### Task prompt:
Indicate only the number of lines in the listing below in which the word "hand" appears.

### Records supplied:
▬▬▬▬▬▬
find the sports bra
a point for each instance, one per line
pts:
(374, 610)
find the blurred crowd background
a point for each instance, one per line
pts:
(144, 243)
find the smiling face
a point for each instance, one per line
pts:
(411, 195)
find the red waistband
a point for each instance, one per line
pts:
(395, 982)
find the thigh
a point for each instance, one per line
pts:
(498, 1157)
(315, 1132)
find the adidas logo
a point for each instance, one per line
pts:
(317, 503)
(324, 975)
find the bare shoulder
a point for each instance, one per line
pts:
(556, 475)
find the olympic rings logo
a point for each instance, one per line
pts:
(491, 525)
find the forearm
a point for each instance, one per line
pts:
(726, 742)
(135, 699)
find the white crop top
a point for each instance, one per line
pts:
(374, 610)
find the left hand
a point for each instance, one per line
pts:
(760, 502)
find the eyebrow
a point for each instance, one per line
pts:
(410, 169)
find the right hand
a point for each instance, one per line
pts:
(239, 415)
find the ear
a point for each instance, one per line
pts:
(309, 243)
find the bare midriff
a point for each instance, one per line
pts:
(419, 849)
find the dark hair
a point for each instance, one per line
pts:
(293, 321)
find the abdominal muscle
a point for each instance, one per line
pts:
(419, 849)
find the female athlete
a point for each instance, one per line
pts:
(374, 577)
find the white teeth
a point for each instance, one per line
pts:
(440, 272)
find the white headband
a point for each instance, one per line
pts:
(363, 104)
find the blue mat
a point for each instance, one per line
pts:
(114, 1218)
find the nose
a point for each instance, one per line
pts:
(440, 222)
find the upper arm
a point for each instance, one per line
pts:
▬▬▬▬▬▬
### Result of this exercise:
2